Figure 3 - Voltage Across & Current Through Ballast
The voltage waveform across the ballast is essentially the difference between the applied mains voltage and that across the tube. For 120V operation, the voltage is obviously less, but the tube still needs somewhere between 300-400V to strike (or re-strike) the arc, so the ballast has to be able to make up the difference with a flyback pulse at each zero-crossing of current. I don't have a 120V fluorescent lamp or ballast available, so I'm unable to provide full details. That fluorescent lamps even work at all with 120V is somewhat remarkable, but it's easy to see why electronic ballasts are so popular in the US.
There are several losses in the system, with the ballast being one of the major contributors. The ballast used for my tests has a DC resistance of 105 Ohms, so wastes almost 7W. The loss is actually higher, because the steel laminations get hot very quickly, so "iron loss" is considerable. This can only be reduced by using better quality steel and thinner laminations. Both will add considerably to the cost.
Each filament has a hot resistance of 23 Ohms, and a voltage of almost 6V is present across each filament when the lamp is operating. Remember that when running, the end of the filament that goes to the starter is disconnected (except for the very small capacitance across the starter). The voltage measured is a gradient caused by the plasma current, and each filament dissipates about 1.5W (3W total). Just in these components, the fluorescent lamp wastes 10W of the applied power as heat (7W for the ballast, 3W for the filaments).
While the ballast waste can be lowered with a higher quality unit, the filament loss is necessary for the lamp to function. This applies with all fluorescent lamps except specialised cold cathode types, but they require an equally specialised electronic ballast. CCFL (cold cathode fluorescent lamps) are most commonly found in LDC monitors and TV sets.
There is another loss which isn't seen or even paid for by the user. This loss is the result of the poor power factor of fluorescent lamps, and this is caused by the predominantly inductive load. The inductive load causes a lagging power factor, where the maximum current occurs after the maximum voltage. You can also consider it as a point where the load (the lamp and inductor) actually return some power to the supply. For the electricity supplier, this means that transformers, cables and alternators have to be capable of more current than should be the case. This becomes very costly when a great many loads have a poor power factor.
Figure 4 - Voltage Vs. Current, Uncorrected and Corrected
In Figure 4, you can see that the uncorrected current waveform has visible distortion near the zero crossing point. As you can see, the RMS current is also significantly higher than the power rating would indicate. Reactive loads have different power and VA ratings, but for a resistive (or non-reactive) load they are the same.
In this case, the current without C2 is 256mA, and when C2 is added it drops to 162mA. At an applied voltage of 240V, this means that ...

━━━━━━

## EXERCISES TO COMPLETE
1 > In the fluorescent lamp excerpt, what DC resistance does the ballast used for the tests have?
2 > Reproduce part of the fluorescent lamp excerpt word for word, beginning at the words "There are several" and stopping after the words "to the cost.".
3 > Resume the fluorescent lamp excerpt from the point where it stops.
The entries after this point come from a separate source.

## DATA EXTRACT
━━━━━━

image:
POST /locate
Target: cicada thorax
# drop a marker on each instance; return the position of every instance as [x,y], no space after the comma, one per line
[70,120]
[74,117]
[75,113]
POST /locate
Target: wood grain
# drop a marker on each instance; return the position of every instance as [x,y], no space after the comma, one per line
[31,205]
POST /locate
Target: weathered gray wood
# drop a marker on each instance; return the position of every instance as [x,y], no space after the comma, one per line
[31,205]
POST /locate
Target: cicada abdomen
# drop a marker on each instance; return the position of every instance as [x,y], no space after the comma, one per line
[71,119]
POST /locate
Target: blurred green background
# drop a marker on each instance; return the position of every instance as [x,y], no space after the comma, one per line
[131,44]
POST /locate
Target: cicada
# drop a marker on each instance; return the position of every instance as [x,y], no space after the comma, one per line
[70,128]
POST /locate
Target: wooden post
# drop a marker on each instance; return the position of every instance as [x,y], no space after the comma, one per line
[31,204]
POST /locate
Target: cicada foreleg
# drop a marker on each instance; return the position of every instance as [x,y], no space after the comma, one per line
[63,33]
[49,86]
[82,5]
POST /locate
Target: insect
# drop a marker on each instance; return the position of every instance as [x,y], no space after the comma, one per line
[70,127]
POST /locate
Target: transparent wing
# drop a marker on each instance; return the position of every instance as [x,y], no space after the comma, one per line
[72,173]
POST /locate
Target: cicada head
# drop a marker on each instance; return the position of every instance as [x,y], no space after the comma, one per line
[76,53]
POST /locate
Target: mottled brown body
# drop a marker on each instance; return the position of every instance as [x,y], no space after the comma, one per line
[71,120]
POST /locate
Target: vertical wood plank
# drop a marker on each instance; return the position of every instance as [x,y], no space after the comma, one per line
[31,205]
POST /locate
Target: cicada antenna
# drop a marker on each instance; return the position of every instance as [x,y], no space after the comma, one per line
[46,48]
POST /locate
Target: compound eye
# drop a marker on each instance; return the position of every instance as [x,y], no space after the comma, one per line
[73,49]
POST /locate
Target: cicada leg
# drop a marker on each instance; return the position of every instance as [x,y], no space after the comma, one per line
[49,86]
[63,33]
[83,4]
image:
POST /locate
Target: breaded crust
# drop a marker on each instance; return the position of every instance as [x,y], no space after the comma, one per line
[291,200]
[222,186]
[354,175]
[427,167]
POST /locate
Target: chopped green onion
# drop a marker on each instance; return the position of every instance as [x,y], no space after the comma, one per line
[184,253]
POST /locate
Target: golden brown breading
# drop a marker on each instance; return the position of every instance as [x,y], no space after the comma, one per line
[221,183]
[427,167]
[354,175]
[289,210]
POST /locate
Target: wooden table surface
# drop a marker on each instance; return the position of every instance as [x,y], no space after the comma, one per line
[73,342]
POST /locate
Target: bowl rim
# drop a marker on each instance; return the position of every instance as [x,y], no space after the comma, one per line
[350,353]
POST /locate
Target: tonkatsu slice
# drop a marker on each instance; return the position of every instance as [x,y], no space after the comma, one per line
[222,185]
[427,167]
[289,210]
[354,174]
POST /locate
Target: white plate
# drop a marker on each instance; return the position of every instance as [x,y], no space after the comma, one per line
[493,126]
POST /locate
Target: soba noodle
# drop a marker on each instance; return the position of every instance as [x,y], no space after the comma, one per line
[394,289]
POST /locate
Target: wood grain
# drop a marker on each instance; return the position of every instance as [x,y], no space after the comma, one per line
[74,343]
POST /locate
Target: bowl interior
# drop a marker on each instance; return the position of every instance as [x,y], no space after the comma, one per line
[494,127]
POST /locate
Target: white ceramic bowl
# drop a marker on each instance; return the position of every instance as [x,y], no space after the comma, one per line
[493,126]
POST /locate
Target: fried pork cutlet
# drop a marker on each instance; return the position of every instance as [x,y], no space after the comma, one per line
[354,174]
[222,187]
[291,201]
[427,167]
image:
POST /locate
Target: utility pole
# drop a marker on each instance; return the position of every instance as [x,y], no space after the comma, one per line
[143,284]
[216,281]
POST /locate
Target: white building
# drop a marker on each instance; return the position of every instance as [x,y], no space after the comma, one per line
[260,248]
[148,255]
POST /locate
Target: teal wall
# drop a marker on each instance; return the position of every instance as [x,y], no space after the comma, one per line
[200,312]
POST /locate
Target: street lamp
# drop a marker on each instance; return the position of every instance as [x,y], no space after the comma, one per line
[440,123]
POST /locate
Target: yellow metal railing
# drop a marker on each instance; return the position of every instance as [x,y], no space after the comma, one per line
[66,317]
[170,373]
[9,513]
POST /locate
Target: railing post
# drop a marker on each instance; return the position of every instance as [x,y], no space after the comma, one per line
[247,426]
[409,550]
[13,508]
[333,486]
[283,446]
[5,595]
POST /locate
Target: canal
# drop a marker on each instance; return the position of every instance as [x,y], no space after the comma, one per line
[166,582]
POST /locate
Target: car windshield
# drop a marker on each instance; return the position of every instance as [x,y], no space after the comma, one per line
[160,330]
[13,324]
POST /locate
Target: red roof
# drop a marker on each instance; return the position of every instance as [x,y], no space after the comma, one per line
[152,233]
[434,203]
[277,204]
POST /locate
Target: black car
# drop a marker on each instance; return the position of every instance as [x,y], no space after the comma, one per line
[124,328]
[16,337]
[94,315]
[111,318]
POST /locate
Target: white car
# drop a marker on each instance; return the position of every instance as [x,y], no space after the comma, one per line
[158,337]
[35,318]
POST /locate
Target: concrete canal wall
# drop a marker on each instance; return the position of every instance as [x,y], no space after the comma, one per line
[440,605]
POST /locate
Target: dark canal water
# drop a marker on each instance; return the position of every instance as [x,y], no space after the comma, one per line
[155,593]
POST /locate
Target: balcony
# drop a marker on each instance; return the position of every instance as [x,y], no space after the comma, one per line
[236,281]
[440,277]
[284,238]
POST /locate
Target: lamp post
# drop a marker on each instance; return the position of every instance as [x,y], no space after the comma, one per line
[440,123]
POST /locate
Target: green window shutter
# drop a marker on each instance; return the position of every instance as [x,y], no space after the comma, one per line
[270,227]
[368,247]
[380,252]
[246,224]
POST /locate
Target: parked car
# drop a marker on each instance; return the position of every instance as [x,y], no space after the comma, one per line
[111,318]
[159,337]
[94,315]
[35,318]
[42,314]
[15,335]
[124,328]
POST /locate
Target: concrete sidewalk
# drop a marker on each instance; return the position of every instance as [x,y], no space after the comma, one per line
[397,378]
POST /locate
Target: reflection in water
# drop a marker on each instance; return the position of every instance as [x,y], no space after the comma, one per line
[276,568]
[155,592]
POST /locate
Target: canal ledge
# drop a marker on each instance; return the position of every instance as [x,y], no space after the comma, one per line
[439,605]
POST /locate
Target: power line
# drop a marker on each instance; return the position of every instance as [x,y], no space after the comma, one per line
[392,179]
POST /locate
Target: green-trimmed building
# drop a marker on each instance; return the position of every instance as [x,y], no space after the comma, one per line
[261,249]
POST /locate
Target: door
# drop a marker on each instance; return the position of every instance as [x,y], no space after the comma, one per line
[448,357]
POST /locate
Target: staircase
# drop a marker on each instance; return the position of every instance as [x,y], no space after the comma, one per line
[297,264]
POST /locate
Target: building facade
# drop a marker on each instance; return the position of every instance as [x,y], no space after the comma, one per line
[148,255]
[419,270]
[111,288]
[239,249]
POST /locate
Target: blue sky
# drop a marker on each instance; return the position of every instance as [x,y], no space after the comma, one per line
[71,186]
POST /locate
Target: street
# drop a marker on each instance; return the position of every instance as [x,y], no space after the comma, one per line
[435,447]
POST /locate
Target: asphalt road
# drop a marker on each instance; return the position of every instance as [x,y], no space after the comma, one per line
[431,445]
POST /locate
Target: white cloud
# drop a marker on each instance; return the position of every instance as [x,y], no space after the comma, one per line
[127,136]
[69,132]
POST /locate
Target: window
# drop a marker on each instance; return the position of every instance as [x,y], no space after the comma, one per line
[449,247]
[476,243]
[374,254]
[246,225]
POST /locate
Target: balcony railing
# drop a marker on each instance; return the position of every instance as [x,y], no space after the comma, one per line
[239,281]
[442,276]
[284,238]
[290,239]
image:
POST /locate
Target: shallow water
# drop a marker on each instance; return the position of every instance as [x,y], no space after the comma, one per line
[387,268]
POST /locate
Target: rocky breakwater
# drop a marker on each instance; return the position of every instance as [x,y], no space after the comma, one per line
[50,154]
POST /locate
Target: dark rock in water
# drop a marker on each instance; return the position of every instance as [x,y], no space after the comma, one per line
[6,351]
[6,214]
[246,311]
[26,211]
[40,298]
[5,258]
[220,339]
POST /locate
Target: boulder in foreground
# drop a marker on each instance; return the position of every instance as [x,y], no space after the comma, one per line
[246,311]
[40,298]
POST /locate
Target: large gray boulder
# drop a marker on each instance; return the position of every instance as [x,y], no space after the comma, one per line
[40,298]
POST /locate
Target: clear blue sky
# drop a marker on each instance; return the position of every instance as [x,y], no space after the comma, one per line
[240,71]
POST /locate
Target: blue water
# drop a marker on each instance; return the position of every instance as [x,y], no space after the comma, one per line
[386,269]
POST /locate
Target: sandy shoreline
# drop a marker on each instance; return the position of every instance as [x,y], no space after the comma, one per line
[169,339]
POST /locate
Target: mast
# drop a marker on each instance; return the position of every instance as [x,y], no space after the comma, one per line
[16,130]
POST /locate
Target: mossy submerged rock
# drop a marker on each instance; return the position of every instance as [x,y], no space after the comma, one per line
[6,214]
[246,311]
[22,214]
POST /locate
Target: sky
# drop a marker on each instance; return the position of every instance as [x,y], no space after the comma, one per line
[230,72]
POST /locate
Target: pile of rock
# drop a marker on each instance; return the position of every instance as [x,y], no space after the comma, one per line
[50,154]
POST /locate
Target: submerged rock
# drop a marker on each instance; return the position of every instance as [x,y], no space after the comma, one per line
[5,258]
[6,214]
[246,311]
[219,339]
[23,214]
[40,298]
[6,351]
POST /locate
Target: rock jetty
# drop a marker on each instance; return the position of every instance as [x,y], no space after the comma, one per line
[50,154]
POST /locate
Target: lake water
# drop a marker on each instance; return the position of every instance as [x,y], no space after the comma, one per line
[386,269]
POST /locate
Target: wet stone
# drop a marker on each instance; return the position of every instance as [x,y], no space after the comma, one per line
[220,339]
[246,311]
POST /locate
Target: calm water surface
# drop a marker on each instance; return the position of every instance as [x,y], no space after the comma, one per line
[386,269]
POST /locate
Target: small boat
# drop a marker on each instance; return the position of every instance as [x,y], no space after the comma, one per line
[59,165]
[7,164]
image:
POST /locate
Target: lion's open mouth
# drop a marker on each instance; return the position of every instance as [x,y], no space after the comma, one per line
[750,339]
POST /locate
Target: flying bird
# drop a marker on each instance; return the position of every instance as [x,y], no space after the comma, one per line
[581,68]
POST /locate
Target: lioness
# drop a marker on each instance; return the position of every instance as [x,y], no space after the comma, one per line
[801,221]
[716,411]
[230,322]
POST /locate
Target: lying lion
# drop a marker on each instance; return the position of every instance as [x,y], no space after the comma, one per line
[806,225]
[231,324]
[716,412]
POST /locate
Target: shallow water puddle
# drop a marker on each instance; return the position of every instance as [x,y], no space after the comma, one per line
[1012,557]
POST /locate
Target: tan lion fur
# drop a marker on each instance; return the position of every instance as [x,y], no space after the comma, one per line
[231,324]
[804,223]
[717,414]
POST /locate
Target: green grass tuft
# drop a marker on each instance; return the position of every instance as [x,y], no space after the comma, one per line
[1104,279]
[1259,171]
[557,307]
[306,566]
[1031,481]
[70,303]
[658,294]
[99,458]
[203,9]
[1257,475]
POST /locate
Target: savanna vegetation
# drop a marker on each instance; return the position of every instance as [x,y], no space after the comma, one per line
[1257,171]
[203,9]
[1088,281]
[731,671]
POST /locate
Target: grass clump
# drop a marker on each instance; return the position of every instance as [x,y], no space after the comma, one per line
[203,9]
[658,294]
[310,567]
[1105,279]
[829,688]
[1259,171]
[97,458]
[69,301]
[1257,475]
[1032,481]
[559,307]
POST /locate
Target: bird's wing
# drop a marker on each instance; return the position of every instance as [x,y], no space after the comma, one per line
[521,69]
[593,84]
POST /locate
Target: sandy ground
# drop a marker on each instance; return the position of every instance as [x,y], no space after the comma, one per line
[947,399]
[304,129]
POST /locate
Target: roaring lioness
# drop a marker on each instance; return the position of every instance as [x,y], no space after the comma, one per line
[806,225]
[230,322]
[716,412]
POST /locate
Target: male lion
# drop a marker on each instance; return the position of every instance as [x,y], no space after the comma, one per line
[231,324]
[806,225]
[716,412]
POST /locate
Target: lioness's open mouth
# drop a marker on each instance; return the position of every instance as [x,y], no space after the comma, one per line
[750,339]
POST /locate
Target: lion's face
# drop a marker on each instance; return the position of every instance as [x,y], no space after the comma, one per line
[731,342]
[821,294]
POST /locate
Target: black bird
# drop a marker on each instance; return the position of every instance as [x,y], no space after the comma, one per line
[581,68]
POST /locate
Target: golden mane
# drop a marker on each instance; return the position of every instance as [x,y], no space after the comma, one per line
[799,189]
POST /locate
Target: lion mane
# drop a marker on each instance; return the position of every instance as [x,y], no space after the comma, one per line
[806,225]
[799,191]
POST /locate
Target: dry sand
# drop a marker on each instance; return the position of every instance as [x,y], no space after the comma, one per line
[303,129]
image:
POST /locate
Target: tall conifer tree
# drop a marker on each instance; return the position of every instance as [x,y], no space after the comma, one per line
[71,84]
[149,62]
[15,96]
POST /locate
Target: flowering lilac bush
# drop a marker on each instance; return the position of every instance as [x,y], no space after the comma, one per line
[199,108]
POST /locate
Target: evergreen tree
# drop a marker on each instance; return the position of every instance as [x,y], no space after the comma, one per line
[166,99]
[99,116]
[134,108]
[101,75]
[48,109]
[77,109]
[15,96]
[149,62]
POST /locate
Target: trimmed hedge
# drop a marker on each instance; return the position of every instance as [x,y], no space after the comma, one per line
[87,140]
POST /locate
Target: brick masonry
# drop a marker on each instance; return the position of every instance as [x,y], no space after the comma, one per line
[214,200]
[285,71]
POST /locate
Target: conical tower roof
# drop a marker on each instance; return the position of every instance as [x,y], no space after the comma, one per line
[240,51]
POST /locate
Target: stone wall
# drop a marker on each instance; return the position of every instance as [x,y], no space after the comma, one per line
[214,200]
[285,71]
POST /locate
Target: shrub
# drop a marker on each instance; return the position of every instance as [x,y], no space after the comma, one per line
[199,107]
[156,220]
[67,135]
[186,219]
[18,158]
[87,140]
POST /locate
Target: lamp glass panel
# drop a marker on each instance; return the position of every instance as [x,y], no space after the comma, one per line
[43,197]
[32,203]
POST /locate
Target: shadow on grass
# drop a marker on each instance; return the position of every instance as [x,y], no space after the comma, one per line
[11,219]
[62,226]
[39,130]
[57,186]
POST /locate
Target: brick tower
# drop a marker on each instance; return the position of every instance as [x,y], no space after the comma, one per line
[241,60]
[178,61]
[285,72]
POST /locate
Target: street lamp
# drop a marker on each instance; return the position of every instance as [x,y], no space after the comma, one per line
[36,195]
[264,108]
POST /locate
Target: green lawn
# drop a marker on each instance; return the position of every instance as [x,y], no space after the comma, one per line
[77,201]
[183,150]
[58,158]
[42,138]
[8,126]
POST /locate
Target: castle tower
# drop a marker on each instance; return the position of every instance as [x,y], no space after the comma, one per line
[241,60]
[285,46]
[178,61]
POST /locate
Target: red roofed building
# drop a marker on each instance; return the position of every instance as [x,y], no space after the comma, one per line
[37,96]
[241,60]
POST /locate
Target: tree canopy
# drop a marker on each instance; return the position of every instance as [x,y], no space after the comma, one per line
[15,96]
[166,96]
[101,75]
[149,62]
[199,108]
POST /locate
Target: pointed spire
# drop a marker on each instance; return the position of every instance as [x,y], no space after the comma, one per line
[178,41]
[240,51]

━━━━━━

## ANSWERS TO THE EXERCISE
1 > 105 Ohms.

2 >
There are several losses in the system, with the ballast being one of the major contributors. The ballast used for my tests has a DC resistance of 105 Ohms, so wastes almost 7W. The loss is actually higher, because the steel laminations get hot very quickly, so "iron loss" is considerable. This can only be reduced by using better quality steel and thinner laminations. Both will add considerably to the cost.

3 >
|Uncompensated||Total Power = 38W|
|VA = 61.4||Power factor = 0.62|
|Compensated||Total Power = 38W|
|VA = 38.9||Power factor = 0.97|
Power factor can be calculated using the phase delay or by dividing actual power by VA ( Volts * Amps ). For phase angle, the current lags the voltage by 57.4°, and power factor is calculated by taking the cosine of the phase angle - 0.53 in this case. The figures are different, because the current waveform is not a pure sinewave - it has distortion. Adding the capacitor shifts the phase of the distortion so the compensated current waveform gets a flat top (somewhat like an amplifier clipping). Although this does introduce harmonics into the mains system, the effects are nowhere near as bad as the uncompensated circuit as evidenced by the corrected power factor. Adding a capacitor of the correct value to a purely inductive circuit (with no waveform distortion) will give a power factor of unity - the ideal.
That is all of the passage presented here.